■ Exercise: Tally the lines below that contain the string "green", matching case exactly, and give only the number.

--

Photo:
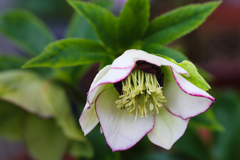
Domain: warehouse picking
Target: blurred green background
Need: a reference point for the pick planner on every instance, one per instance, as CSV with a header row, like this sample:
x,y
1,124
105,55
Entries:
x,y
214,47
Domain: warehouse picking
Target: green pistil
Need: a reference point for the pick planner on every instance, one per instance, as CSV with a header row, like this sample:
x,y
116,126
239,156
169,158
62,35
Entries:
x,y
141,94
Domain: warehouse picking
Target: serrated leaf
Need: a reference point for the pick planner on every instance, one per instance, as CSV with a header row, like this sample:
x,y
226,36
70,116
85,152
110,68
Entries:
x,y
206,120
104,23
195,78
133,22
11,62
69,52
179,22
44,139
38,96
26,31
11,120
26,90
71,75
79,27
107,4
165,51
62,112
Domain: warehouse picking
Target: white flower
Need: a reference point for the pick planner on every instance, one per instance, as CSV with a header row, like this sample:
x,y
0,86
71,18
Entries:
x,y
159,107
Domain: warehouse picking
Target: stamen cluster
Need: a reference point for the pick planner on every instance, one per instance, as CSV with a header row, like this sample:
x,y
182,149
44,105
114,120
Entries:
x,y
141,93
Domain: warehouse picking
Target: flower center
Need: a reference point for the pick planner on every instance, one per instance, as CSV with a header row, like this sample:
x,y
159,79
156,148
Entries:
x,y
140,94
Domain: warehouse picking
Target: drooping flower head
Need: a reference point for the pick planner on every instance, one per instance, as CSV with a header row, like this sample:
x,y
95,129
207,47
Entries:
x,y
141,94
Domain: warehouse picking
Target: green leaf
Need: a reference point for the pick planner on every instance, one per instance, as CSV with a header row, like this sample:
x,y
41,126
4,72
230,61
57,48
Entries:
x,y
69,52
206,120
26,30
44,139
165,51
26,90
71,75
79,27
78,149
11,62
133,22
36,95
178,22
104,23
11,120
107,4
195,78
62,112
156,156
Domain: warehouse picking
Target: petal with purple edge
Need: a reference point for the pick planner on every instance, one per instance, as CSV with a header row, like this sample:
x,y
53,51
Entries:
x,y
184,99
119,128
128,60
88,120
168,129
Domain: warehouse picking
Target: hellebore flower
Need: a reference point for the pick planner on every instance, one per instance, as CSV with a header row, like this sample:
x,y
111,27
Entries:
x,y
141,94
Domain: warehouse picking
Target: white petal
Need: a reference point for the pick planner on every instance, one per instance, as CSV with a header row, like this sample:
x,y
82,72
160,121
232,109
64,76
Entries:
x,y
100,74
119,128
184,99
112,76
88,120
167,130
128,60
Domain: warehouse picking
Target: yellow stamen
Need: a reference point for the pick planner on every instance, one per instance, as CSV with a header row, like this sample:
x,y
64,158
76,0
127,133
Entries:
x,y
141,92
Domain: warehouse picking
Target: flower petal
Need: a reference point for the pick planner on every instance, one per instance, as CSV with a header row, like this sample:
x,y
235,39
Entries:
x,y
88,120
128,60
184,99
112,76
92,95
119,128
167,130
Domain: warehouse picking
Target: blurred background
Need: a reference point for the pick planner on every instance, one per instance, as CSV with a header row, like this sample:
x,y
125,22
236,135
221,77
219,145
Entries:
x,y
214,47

--

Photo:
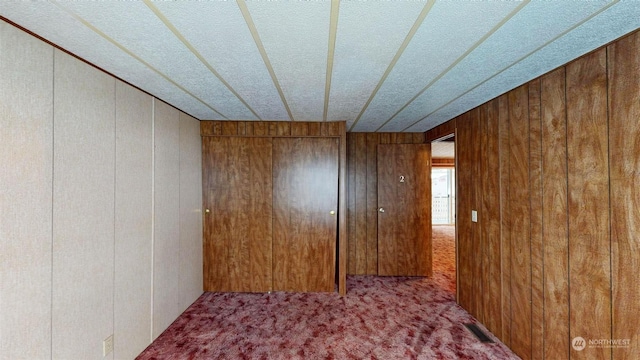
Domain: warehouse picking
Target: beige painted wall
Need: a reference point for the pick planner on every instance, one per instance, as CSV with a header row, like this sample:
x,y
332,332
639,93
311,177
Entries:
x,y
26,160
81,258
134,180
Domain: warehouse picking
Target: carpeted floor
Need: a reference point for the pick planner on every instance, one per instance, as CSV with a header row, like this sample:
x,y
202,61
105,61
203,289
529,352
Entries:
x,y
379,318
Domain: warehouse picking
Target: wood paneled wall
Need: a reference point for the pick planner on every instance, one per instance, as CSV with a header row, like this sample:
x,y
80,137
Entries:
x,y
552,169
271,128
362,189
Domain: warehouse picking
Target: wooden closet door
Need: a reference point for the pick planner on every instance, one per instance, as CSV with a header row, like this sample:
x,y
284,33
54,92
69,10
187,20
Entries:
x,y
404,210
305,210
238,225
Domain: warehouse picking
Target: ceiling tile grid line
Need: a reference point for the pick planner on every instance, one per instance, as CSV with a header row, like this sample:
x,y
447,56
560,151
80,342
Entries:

--

■ Task answer: 3